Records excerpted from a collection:

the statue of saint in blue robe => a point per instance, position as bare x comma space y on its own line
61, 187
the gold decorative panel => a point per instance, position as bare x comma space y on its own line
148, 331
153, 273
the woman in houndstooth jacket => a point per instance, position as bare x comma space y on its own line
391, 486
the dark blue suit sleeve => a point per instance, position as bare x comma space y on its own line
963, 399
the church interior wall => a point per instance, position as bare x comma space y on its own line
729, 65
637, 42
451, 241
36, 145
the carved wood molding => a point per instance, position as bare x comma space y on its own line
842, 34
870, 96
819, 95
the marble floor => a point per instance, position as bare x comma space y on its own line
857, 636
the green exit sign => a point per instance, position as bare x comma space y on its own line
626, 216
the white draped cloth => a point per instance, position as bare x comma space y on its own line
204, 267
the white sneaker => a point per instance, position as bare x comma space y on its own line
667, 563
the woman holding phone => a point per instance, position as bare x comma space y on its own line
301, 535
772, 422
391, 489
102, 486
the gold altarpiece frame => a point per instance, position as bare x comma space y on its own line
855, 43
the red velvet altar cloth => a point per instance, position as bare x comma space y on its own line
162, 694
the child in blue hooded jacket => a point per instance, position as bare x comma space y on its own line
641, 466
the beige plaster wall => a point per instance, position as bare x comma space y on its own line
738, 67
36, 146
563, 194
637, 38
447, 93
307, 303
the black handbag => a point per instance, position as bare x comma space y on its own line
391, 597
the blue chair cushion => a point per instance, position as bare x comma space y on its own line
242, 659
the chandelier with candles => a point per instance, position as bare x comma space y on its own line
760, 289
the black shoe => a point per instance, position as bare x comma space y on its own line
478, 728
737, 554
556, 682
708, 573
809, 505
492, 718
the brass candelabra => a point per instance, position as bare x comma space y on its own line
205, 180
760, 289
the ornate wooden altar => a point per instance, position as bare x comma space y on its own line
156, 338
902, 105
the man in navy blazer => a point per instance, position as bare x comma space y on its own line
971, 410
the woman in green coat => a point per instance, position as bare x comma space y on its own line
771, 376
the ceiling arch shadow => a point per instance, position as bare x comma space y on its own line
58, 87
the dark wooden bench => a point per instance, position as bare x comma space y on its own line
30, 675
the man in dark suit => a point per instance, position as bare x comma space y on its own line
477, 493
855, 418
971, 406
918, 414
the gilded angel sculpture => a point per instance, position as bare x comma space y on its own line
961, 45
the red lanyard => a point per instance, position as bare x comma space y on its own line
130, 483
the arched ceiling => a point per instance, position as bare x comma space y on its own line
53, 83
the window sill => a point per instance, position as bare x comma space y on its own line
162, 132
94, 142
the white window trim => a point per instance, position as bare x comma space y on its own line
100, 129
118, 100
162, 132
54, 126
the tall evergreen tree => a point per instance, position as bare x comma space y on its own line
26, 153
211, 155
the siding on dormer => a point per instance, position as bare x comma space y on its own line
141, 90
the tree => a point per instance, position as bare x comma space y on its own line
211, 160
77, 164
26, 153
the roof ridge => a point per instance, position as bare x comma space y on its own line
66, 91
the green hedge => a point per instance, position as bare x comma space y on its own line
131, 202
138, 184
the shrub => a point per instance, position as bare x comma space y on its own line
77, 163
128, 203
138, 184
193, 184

TASK DESCRIPTION: Rewrite the material from the line containing "the red lanyard" through the end, changing "shrub" to "bush" and leaving everything else as it is.

ANSWER FOR THE TASK:
the red lanyard => a point per instance, position as bare x comma space y on its own line
130, 483
the arched ceiling => a point per instance, position as bare x comma space y on its own line
53, 83
the window sill => a point per instance, position as bare x comma space y on its own line
162, 132
94, 142
the white window trim => a point per instance, position as bare x comma space y on its own line
100, 129
118, 100
162, 132
54, 126
the tall evergreen tree => a point per instance, position as bare x comma space y on its own line
26, 153
211, 155
the siding on dormer => a point per instance, position as bare x comma space y on its own line
141, 90
the tree => a point per instance, position as bare x comma space y on its own line
211, 160
77, 164
26, 153
the roof ridge => a point per instance, position as bare x comma space y on its own line
66, 91
the green hedge => a point per instance, position as bare x comma space y on its own line
131, 202
138, 184
the bush => a point per instance, position as bare x comma space y on its own line
77, 163
128, 203
138, 184
193, 184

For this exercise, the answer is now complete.